▸ **Kutipan**
○ ○ ○
Imam Abu Hamid al-Ghazali mengatakan dalam kitab Ihyâ’ ‘Ûlûmiddîn:

السَّعَادَةُ كُلُّهَا فِي أَنْ يَمْلِكَ الرَّجُلُ نَفْسَهُ وَالشَّــقَــاوَةُ فِي أَنْ تَمْـلِـكَـــهُ نَفْـسُــــهُ

“Kebahagiaan adalah ketika seseorang mampu menguasai nafsunya. Kesengsaraan adalah saat seseorang dikuiasai nafsunya.”
Maka pada ayat ini Allah ta’ala menjelaskan cara untuk seorang mukmin selalu berada dalam kenikmatan yang hakiki dengan selalu meminta tolong kepada Allah dengan perantara kesabaran dan sholat. Dalam ayat ini Allah menjelaskan bahwa keimananlah yang menjadi akar utama aktivitas seorang muslim. Seorang hamba yang beriman adakalanya ia mendapatkan nikmat maka dia akan mensyukurinya karena ketaatan kepada Allah, atau ketika  ditimpa bencana maka dia bersabar atasnya. Sebagaiman yang dijelaskan dalamsebuah hadits dalam kitab Musnad Ahmad, Rosululloh sholallohu ‘alaihi wasalam bersabda :
“sungguh menakjubkan perihal orang mukmin itu, Allah tidak menentukan suatu hal kecuali kebaikan baginya. Jika mendapatkan kebahagiaan,ia lalu bersyukur, maka yang demikian itu adalah baik baginya. Dan jika mendapatkan kesusahan,lalu ia bersabar, maka yang demikian itu adalah baik baginya”. (HR. Ahmad)
Kesabaran itu ada tiga macam :
Pertama, sabar dalam meninggalkan berbagai hal yang diharamkan dan perbuatan dosa.
 Kedua, sabar dalam berbuat ketaatan dan mendekatkan diri kepada Allah ta’ala. Jenis sabar yang kedua ini lebih besar pahalanya. Abdurahman bin Zaid bin Aslam; “sabar itu pada dua pintu, yaitu sabar dalam menjalankan sesuatu yang disukai Allah walaupun berat atas jiwa dan raga, dan sabar meninggalkan sesuatu yang dibenci Allah walaupun terasa enteng dan diinginkan oleh syahwat. Ali bin Husain Zainul Abidin berkata :”apa bila Allah telah mengumpulkan manusia dari yang pertama sampai yang terahir, maka diserula oleh Sang Penyeru, “dimana orang-orang yang sabar? Suruh mereka masuk kedalam surge sebelum dihisab” dia berkata, maka berdirila beberpa orang dari manusi dan bertemu dengan para Malaikat, lalu malaikat itu bertanya kepada mereka “mau kemana kalian wahai anak adam?”, maka mereka menjawab, “kami mau ke surge”. Kemudia Malaikat bertanya lagi, “sebelum kalian dihisab?”. Mereke menjawab, “Ya”. Lalu Malaikat bertanya lagi, “siapa gerangan kalian ini”. Mereka menjawab, “kami adalah orang-orang yang sabar”. Malaikat bertanya lagi, “apa yang kalian sabar atasnya?”. Mereka menjawab, “kami sabar dalam ketaatan kepada Allah dan sabar dalam meninggalkan kemaksiatan Kepada-Nya sampai kami meninggal.” Maka Malaikat berkata kepada mereka, “kalian seperti apa yang kalian ucapkan, maka masuklah kalian ke dalam surge, itulah sebaik-baik pahala dari amalan kalian”. Berkenaan dengan Hal di atas, Ibnu katsir mempertegas dengan firman Allah Ta’ala, “Sesungguhnya hanya orang-orang yang bersabarlah Yang dicukupkan pahala mereka tanpa batas” (QS. Az-Zumar : 10)
○ ○ ○
▸ **Informasi yang Diberikan**
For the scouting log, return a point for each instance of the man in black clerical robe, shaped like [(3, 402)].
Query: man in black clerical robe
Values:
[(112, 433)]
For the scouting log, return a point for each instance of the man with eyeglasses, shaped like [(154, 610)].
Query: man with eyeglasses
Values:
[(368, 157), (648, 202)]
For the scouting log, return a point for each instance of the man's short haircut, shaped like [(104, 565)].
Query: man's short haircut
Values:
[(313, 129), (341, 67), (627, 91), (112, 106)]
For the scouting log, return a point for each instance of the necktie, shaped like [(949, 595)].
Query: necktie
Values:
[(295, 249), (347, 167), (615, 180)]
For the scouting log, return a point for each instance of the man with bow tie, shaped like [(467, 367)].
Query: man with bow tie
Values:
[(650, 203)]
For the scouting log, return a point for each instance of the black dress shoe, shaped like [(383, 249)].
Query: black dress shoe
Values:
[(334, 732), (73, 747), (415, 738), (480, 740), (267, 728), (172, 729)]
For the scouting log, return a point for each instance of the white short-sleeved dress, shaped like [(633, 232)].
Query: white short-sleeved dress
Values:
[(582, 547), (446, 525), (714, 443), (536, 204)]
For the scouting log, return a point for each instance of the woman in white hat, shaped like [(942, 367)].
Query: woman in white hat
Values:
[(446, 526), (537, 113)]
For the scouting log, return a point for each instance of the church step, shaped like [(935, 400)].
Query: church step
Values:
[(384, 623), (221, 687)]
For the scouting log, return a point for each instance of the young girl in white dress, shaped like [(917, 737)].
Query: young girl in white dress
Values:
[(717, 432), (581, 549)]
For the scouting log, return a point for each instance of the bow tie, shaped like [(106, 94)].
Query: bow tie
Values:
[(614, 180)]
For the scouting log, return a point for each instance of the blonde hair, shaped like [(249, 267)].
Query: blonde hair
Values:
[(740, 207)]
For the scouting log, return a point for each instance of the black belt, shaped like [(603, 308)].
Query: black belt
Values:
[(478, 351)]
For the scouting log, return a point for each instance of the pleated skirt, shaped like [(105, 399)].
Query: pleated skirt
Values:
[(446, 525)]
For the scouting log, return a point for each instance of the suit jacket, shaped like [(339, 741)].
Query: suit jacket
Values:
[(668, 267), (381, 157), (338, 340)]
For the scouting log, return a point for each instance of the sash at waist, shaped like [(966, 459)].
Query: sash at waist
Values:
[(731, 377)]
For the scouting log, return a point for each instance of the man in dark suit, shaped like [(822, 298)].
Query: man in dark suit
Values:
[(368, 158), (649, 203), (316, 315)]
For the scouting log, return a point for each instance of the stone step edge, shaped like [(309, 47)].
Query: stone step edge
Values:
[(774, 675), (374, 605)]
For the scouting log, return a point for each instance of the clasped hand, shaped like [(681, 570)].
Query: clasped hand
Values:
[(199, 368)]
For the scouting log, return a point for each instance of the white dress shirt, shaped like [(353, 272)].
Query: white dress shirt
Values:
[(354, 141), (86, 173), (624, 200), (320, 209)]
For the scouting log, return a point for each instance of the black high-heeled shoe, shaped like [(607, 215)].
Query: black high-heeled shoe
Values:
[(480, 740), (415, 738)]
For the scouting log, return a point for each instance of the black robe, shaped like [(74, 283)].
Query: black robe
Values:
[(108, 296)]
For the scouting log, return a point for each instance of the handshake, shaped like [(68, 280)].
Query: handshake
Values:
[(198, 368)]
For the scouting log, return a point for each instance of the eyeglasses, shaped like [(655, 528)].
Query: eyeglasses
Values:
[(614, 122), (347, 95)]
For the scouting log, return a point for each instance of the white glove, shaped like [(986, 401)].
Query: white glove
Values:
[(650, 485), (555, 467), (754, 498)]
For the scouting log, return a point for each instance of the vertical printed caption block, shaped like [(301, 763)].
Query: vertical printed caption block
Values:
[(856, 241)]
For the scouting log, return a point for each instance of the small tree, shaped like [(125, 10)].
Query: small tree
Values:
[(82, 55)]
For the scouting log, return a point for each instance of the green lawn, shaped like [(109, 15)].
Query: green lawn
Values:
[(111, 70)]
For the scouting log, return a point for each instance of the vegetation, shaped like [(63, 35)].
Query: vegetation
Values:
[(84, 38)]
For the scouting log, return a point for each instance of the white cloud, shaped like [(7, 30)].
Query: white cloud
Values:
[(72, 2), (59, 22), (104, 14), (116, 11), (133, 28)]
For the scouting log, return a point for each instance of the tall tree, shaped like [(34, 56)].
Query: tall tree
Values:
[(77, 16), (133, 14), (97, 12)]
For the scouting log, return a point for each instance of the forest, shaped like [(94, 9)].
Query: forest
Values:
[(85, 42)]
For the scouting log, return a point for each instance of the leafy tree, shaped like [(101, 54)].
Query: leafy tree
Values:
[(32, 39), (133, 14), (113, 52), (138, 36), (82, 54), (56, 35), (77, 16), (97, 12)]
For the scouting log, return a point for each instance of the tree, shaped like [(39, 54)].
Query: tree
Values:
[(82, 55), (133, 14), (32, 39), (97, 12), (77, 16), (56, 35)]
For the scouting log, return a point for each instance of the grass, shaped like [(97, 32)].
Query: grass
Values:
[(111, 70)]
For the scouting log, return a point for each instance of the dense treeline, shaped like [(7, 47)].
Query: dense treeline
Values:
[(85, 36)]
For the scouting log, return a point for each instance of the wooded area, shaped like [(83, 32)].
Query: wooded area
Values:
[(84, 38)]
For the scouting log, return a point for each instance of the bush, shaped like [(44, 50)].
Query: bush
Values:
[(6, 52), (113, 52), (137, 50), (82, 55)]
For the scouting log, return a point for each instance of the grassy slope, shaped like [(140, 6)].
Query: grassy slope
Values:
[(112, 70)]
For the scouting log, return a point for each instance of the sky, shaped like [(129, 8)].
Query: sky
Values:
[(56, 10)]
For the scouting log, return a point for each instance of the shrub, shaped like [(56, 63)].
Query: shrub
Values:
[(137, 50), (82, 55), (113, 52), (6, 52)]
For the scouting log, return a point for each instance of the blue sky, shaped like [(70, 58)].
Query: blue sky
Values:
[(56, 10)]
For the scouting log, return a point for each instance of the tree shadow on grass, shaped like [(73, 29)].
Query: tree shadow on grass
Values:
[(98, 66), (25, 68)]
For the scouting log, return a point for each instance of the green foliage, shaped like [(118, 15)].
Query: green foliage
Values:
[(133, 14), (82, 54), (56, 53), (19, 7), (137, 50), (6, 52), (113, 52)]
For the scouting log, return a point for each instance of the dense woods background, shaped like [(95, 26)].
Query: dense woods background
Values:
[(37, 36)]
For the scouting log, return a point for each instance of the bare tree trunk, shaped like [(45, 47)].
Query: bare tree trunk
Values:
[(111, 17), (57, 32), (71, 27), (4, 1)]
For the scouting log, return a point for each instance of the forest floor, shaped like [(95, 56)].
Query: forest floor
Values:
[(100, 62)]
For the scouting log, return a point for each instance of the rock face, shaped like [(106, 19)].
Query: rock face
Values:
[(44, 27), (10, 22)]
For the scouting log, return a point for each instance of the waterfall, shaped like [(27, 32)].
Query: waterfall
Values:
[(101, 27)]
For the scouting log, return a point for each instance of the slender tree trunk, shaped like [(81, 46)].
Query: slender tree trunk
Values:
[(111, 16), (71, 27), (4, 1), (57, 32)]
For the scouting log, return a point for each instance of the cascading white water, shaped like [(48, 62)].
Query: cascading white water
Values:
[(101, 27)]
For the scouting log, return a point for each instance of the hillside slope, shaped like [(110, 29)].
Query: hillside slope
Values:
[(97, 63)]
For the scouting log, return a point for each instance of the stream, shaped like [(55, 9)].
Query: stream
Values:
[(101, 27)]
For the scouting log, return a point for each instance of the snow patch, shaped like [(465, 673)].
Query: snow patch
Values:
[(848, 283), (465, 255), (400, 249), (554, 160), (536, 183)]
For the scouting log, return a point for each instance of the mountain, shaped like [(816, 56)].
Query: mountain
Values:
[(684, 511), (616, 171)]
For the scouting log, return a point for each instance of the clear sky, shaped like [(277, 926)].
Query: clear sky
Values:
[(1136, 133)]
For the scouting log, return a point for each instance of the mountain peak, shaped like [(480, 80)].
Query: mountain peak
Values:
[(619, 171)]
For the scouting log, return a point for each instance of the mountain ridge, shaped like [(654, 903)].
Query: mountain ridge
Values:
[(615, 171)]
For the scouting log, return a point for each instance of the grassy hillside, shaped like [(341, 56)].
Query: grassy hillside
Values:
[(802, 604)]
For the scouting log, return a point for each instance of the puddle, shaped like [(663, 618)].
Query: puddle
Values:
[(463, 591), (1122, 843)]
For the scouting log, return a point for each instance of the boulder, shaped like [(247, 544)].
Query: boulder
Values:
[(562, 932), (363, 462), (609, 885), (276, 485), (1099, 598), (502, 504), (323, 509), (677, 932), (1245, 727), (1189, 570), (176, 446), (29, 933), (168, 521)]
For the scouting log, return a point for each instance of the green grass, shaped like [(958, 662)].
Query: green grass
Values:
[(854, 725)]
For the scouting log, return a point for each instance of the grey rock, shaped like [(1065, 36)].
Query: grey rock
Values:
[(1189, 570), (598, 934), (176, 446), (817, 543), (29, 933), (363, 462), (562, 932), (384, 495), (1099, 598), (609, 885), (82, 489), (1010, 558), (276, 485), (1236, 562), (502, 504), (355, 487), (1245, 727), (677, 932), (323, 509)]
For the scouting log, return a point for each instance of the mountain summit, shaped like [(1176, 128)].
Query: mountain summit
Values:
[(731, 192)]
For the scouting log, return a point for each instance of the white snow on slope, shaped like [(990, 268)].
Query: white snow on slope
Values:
○ ○ ○
▸ **Tugas Latihan**
[a] Jawablah pertanyaan berikut berdasarkan kutipan tentang kesabaran:
(i) Menurut al-Ghazali, kapan seseorang disebut bahagia?
(ii) Jenis sabar mana yang disebut lebih besar pahalanya?
(iii) Ayat Al-Qur'an mana yang disebut Ibnu Katsir untuk mempertegas pahala orang yang sabar?
[b] Sesuaikah setiap pernyataan di bawah ini dengan kutipan tentang kesabaran? Jawab ya atau tidak, lalu kutip kata-kata dari kutipan yang menjadi dasar jawaban.
(i) Hadits tentang perihal orang mukmin diambil dari kitab Musnad Ahmad.
(ii) Kesabaran dibagi menjadi dua macam.
(iii) Jenis sabar yang pertama adalah sabar dalam meninggalkan hal yang diharamkan dan perbuatan dosa.
[c] Teruskan kutipan tentang kesabaran, mulai setelah kalimat terakhirnya.

▸ **Jawaban Latihan**
[a]
(i) Ketika ia mampu menguasai nafsunya.
(ii) Jenis kedua, yaitu sabar dalam berbuat ketaatan dan mendekatkan diri kepada Allah ta'ala.
(iii) QS. Az-Zumar : 10.

[b]
(i) Ya: "dalam kitab Musnad Ahmad"
(ii) Tidak: "Kesabaran itu ada tiga macam"
(iii) Ya: "Pertama, sabar dalam meninggalkan berbagai hal yang diharamkan dan perbuatan dosa."

[c]
Ketiga, sabar dalam menghadapi berbagai cobaan dan ujian serta musibah. Sabar dalam menghadapi ujian dan musibah dari Allah adalah suatu kewajiban bagi seorang mukmin, nengingat bahwa ujian dalam kehidupan adalah sebuah kepastian baginya, sebagaimana firman-Nya :
“Dan sungguh akan Kami berikan cobaan kepadamu, dengan sedikit ketakutan, kelaparan, kekurangan harta, jiwa dan buah-buahan. Dan berikanlah berita gembira kepada orang-orang yang sabar. (yaitu) orang-orang yang apabila ditimpa musibah, mereka mengucapkan: "Inna lillaahi wa innaa ilaihi raaji'uun".Mereka itulah yang mendapat keberkatan yang sempurna dan rahmat dari Tuhan mereka dan mereka itulah orang-orang yang mendapat petunjuk.” (QS. Al-Baqoroh :155-157)

Dalam hadits juga disebutkan: “bahwa Rosululloh Shallallahu ‘alaihi wasallam jika menghadapi suatu masalah, maka beliau mengerjakan sholat” (HR. Ahmad dan Nasai)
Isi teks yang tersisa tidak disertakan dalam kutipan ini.